● **Lista de actividades**
1 - Extrae del texto sobre el Apolo 11 el fragmento que empieza con las palabras "Hay quien niega" y termina con "del Apolo 11.".
2 - Según el texto sobre el Apolo 11, ¿hace cuánto tiempo se dieron cuenta por primera vez los seres terrestres de que existía la Luna?

● **Texto de lectura**
%%

Hay quien niega que aquel colosal esfuerzo fuera un salto para la humanidad. No entienden que mostrar imágenes del insignificante lugar de la Tierra en el universo dio una lección de humildad.
Edwin Buzz Aldrin, durante su misión lunar en 1969. La foto fue tomada por Neil Armstrong, comandante del Apolo 11.
Los seres terrestres se percataron de la existencia de la Luna por primera vez hace unos 300 millones de años. De noche, su luz era la única guía que tenían, hasta que aparecieron los humanos y descubrieron el fuego, y luego la pintura, la música y la poesía. A lo largo de los siglos, los griegos de la antigüedad, Shakespeare, Beethoven, Van Gogh, García Lorca y otros genios vieron una fuente de inspiración en la gran esfera blanca, siempre misteriosa e inalcanzable. Hasta que hace exactamente 40 años, por primera vez en la historia del universo, un ser humano pisó su superficie. Y lo vimos y lo oímos, los que tuvimos la suerte de estar vivos, en directo por televisión. Fue como si hubiéramos seguido en nuestras pantallas la llegada a América de Cristóbal Colón, sólo que esta aventura fue infinitamente más osada y peligrosa. Los tres conquistadores del Apolo 11 no viajaron al fin del mundo; viajaron a otro mundo. Lo dijo Andrew Smith, autor del libro definitivo sobre los astronautas del programa espacial Apolo: el espectáculo televisivo de aquellos días fue «el teatro más alucinante de todos los tiempos».

%%

Registros extraídos:
%%

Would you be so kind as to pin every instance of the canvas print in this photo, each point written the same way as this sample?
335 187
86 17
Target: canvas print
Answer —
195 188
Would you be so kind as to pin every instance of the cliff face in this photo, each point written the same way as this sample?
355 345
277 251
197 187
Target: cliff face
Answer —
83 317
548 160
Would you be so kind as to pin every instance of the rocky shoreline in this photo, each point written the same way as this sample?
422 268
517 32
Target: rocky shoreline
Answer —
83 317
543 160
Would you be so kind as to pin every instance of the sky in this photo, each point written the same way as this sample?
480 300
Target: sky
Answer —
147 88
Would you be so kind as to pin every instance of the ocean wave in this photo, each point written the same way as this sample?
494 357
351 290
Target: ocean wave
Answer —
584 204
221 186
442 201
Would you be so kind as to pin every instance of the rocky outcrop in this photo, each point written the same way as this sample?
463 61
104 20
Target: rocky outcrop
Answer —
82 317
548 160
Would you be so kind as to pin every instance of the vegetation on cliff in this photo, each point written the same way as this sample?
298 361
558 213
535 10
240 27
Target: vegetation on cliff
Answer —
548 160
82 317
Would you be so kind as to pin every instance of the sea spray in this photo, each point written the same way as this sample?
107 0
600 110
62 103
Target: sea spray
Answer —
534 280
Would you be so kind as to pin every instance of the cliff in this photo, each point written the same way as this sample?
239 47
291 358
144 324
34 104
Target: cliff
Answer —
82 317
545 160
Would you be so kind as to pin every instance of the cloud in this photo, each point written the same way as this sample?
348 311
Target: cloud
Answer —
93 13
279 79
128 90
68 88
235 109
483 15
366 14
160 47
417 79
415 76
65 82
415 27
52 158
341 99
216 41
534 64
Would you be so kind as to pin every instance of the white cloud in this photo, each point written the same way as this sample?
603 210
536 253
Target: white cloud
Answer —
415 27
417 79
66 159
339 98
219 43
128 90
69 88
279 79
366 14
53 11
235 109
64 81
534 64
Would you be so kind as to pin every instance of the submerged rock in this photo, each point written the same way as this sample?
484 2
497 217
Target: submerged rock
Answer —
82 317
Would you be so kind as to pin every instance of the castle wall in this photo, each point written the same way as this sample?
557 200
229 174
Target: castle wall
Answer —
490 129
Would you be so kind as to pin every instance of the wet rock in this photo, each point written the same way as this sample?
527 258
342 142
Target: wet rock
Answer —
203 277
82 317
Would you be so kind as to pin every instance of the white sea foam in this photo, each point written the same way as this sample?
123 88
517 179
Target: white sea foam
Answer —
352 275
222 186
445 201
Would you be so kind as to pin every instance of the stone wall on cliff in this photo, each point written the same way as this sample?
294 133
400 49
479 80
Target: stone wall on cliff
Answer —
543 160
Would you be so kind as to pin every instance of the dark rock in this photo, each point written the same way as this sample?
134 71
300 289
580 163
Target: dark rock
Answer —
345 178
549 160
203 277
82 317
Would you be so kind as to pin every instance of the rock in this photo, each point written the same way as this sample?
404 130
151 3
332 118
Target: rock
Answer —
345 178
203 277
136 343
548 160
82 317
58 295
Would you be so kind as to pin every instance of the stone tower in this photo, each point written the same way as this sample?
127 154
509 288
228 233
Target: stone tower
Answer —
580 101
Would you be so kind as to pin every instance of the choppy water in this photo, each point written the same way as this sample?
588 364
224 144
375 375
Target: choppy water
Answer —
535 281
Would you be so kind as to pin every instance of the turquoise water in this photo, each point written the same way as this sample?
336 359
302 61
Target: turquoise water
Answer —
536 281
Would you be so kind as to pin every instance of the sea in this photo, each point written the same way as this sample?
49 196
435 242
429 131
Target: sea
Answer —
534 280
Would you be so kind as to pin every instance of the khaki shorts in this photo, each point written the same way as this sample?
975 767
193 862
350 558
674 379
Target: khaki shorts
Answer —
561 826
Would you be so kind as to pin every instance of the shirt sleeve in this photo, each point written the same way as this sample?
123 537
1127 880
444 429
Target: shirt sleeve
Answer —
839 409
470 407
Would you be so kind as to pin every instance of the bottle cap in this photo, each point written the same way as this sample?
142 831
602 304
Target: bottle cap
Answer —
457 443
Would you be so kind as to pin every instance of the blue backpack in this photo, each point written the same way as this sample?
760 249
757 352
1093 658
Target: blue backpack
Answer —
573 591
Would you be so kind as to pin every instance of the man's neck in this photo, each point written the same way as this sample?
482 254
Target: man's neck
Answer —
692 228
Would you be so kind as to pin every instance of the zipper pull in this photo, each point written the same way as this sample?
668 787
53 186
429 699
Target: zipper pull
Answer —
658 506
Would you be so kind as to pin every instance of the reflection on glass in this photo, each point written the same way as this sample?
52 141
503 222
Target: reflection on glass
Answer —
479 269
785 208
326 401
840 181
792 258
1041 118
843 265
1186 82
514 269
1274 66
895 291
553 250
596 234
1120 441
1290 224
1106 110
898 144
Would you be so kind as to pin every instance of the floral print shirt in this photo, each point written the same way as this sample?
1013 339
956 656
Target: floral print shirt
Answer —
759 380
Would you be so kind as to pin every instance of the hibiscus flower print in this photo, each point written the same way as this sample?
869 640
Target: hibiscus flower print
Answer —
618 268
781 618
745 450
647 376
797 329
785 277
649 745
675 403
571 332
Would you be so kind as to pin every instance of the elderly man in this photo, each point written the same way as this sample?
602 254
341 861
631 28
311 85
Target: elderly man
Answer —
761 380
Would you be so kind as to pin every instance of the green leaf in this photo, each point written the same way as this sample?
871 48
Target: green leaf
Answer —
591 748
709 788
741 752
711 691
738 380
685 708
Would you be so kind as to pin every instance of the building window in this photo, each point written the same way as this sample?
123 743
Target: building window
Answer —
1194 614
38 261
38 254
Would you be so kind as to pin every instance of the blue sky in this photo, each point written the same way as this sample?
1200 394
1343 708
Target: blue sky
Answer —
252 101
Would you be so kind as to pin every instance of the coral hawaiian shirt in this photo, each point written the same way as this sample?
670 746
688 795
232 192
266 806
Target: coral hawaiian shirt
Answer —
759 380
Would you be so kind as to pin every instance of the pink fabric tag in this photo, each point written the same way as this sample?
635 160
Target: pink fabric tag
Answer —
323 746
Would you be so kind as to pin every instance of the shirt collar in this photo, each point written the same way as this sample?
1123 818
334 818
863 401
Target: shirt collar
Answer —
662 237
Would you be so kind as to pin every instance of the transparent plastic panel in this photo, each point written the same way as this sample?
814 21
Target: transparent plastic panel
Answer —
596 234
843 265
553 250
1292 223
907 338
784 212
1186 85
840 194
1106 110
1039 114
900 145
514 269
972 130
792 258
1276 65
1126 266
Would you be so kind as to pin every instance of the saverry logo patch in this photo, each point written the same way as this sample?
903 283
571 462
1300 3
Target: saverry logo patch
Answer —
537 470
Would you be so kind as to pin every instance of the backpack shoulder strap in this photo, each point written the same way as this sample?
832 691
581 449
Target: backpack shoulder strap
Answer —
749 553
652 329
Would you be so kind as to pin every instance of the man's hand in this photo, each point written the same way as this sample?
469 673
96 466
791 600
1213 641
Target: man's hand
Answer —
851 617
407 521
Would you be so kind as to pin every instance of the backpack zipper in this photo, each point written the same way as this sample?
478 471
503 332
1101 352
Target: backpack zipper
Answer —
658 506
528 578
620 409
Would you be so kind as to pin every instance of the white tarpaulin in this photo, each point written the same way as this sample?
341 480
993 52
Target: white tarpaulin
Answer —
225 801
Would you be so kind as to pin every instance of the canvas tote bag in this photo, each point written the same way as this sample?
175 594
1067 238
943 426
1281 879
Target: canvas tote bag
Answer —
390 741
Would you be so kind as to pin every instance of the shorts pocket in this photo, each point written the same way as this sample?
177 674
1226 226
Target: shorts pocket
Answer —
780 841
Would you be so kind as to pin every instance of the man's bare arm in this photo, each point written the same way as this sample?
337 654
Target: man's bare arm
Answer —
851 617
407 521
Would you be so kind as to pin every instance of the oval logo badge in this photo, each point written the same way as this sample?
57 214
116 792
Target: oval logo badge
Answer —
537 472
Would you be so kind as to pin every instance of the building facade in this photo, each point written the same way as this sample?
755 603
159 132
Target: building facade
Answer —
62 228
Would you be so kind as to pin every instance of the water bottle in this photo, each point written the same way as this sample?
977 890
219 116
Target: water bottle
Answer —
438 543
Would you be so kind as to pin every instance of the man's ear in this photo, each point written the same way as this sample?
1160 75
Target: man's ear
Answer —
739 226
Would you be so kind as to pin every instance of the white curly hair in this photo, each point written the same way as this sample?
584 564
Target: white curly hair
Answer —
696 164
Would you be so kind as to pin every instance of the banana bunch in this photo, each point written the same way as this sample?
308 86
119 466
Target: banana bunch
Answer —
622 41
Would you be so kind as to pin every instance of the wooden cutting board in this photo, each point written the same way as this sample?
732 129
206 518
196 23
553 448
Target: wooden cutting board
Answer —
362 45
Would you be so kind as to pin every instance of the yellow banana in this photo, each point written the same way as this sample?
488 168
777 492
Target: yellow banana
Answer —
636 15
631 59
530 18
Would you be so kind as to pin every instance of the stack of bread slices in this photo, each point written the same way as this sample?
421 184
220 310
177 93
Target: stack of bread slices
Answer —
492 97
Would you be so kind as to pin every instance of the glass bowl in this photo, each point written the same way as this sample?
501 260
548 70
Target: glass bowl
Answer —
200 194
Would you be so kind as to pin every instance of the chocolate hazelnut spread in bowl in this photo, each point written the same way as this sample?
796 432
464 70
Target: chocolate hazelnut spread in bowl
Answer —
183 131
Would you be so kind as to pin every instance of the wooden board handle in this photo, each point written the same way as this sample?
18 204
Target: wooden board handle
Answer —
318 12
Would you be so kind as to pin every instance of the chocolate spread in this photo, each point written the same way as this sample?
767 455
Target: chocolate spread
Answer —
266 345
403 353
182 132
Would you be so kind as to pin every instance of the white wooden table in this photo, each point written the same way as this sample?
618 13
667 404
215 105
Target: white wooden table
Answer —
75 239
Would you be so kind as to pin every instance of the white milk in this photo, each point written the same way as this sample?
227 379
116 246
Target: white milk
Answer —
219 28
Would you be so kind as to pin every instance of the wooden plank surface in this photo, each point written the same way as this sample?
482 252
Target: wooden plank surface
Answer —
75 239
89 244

%%

● **Respuestas**
1 -
Hay quien niega que aquel colosal esfuerzo fuera un salto para la humanidad. No entienden que mostrar imágenes del insignificante lugar de la Tierra en el universo dio una lección de humildad.
Edwin Buzz Aldrin, durante su misión lunar en 1969. La foto fue tomada por Neil Armstrong, comandante del Apolo 11.

2 - Hace unos 300 millones de años.